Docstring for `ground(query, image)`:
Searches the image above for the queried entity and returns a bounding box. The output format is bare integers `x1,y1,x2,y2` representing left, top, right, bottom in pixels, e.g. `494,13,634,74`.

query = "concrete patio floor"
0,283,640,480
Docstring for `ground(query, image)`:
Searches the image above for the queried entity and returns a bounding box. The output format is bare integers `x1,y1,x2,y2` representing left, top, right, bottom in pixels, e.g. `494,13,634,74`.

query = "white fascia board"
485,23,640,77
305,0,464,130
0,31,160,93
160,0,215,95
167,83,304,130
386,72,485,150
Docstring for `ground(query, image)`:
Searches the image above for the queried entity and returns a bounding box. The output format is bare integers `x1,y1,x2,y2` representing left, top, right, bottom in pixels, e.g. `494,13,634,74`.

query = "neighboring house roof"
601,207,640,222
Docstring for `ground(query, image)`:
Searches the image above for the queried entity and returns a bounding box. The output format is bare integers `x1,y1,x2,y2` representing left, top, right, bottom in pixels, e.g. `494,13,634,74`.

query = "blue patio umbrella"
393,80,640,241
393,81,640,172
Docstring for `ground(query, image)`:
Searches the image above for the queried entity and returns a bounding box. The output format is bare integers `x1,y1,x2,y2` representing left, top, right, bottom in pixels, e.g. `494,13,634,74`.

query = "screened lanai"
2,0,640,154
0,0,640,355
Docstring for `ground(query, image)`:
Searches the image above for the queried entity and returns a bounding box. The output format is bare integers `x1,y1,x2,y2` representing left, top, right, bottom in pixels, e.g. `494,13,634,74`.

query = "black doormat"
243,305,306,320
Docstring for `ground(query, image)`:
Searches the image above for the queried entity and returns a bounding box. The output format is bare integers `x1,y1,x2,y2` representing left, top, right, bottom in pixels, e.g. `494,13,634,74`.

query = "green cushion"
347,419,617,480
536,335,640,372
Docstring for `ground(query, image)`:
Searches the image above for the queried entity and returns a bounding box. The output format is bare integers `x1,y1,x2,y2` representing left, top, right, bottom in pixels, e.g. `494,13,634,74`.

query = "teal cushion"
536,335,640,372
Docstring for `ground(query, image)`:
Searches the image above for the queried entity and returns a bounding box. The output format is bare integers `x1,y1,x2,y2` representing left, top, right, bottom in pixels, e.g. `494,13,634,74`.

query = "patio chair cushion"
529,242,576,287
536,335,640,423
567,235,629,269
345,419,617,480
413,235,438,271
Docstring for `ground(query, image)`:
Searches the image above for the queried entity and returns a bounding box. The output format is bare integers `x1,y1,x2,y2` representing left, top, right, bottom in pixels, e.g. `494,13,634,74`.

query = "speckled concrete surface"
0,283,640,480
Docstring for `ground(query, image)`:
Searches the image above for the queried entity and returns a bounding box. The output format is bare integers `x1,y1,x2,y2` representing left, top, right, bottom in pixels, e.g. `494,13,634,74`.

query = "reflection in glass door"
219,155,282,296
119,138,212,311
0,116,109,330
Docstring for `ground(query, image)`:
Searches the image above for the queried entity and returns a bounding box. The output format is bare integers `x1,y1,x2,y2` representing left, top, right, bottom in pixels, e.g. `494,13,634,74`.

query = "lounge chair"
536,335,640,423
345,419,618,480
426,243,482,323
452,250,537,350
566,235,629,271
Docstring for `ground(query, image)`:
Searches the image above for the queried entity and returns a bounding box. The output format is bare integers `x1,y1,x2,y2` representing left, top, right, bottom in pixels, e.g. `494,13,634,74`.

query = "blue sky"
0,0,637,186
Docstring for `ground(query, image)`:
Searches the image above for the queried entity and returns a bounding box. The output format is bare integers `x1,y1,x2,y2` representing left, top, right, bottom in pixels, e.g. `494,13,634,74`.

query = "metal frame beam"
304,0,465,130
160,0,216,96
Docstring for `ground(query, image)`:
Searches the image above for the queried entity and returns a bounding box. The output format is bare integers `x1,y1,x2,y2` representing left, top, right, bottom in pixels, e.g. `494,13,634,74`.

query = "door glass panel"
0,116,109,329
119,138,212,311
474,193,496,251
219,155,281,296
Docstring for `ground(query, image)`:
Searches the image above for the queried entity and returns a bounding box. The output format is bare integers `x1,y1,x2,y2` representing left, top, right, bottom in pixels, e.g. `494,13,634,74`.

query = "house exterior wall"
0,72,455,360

■ **What you are asked to do**: Rewrite the listing from its start through the line containing "243,305,306,320", requests included, and shift every bounding-box coordinate in the answers by -141. Leave the numbers in the requests and their format samples as they are.

■ **The response**:
Docstring for `ground(query, image)`:
Searches the image above for the queried entity and returns a bounding box. The output format is bare integers `x1,y1,x2,y2` representing left, top, right, bottom in pixels, e.g. `494,13,634,74`.

query = "concrete patio floor"
-141,142,499,339
Docstring for `ground(query, image)`:
Searches the image above for the queried entity and returns a bounding box. The output format is bare integers `x1,y1,x2,y2` representing left, top, right, bottom in pixels, e.g. `494,13,634,74`.

query = "white fascia board"
344,-118,499,-64
164,-141,323,-11
-141,-110,19,-48
19,-141,74,-46
26,-58,163,-11
245,-69,344,9
Docstring for `ground(query, image)`:
Searches the image above for the queried entity and returns a bounding box. The output format is bare integers `x1,y1,x2,y2` representing left, top, right, bottom in pixels, e.g. `494,13,634,74`.

query = "neighboring house roof"
460,66,499,81
Docstring for `ground(query, image)`:
Searches the image above for the queried entity and returns a bounding box. The output format is bare integers `x1,y1,x2,y2` representing left, top, right, bottom in pixels, e.g. `494,13,634,74`.

query = "blue patio umbrella"
252,-61,499,100
252,-60,499,31
Docstring for `ground(query, image)`:
Searches the image above for the queried entity and returns a bounding box. The output format is bare integers `x1,y1,x2,y2` representing left, top, right, bottom in pixels, e.g. `494,13,634,74`.

query = "screened lanai"
-139,-141,499,13
-141,-141,499,214
Docstring for `ground(query, image)`:
Searches the image above for the queried entity and returns a bounding box. The output format is bare integers `x1,y1,x2,y2` representing left, top, right, bottom in pixels, e.g. `494,13,634,74`.

query = "black doormat"
102,164,165,179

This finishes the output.